# [DIRECTIONS]
Output each line of the entries below as a numbered list, skipping any blank lines. Leave the pictures out of your answer.

# [Rows from an object pointing dataset]
%%

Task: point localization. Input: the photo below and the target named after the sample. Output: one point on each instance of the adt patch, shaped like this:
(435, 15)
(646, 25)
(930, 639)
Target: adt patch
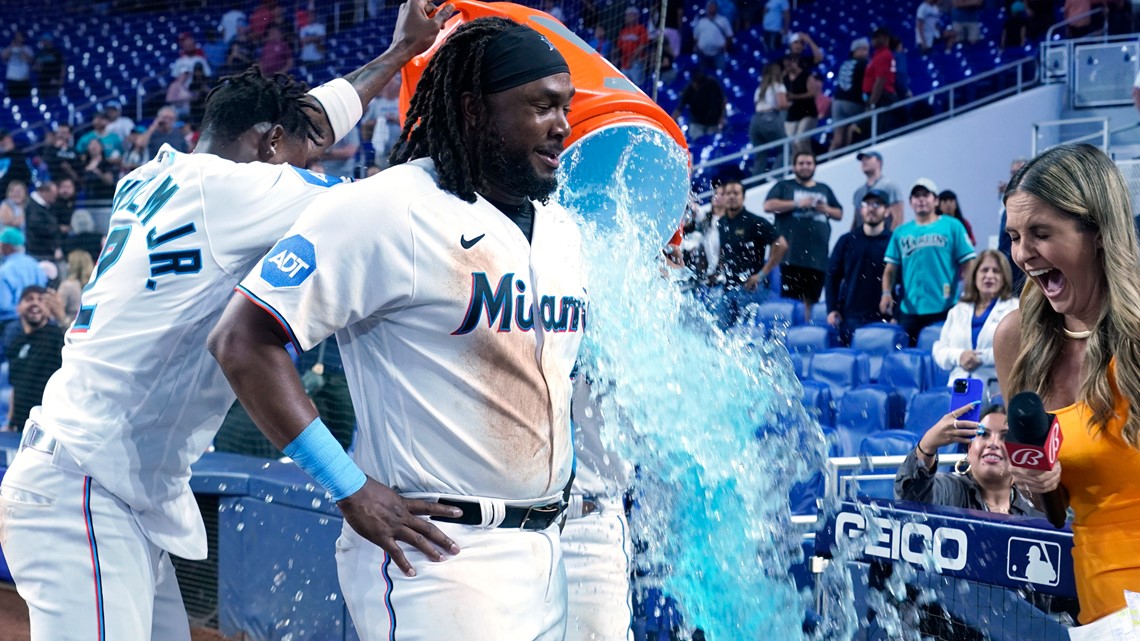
(290, 262)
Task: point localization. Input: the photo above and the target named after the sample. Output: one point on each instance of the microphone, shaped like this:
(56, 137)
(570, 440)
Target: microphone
(1033, 440)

%%

# [RESULT OF THE TASK]
1. Task: point localization. Input: the photo below and the target named after the sample. Output: one point on each instance of the adt patch, shaped like this:
2. (435, 15)
3. (646, 25)
4. (930, 639)
5. Target: adt patch
6. (290, 262)
7. Task: point localization. Input: the photo above and the target named after the sample. Output: one point on each instance of the microphone, shaped like this:
8. (56, 137)
9. (570, 440)
10. Target: microphone
11. (1033, 440)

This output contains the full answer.